§ Your instructions
Copy the material below word for word, starting with the line that contains "Where can you spot the reflective" and stopping after the line that contains "Where can you spot the woman's red".

§ Provided data
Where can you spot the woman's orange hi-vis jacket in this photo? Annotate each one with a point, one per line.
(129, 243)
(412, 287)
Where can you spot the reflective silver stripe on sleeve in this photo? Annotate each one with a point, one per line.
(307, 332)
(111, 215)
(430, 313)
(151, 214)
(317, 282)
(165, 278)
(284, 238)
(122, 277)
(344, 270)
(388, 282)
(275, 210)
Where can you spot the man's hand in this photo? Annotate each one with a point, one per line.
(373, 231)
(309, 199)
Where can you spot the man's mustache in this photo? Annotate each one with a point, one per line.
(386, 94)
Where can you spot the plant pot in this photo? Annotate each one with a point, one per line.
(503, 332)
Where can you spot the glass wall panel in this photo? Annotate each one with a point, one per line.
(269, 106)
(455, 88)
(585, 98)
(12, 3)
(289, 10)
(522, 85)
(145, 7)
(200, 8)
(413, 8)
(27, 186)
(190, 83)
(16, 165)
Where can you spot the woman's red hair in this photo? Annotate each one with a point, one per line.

--

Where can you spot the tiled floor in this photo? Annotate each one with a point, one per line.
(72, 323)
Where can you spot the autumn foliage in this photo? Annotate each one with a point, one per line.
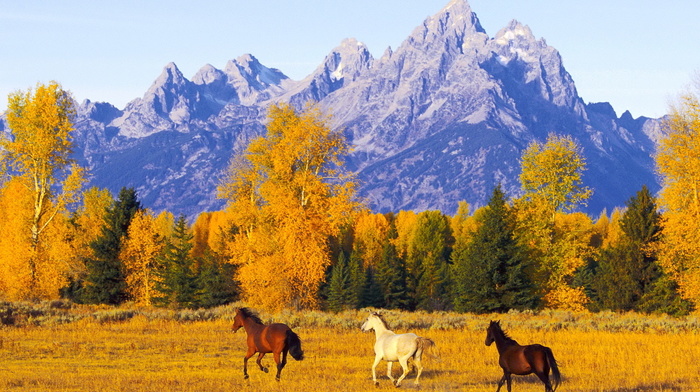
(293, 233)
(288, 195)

§ Result of this exercise
Where can you spot the reflective silver stripe on sleeve in this photo? Annotate each one with a point, one per line.
(307, 332)
(111, 215)
(430, 313)
(151, 214)
(317, 282)
(165, 278)
(284, 238)
(122, 277)
(344, 270)
(388, 282)
(275, 210)
Where can you spot the man's hand in this photo? Annotate each one with a point, one per line.
(373, 231)
(309, 199)
Where can you spot the man's mustache in this photo? Annotate each one with a point, one per line.
(386, 94)
Where can you spot the plant pot in this photo? Annotate each one with a point, one per line.
(503, 332)
Where can you spot the glass wall panel in this photo? Annotate each one with a point, one per line.
(269, 106)
(455, 88)
(585, 98)
(12, 3)
(289, 10)
(522, 85)
(145, 7)
(200, 8)
(413, 8)
(27, 186)
(190, 83)
(16, 165)
Where can you spot the woman's red hair in this photo? Annotate each one with a point, one per line.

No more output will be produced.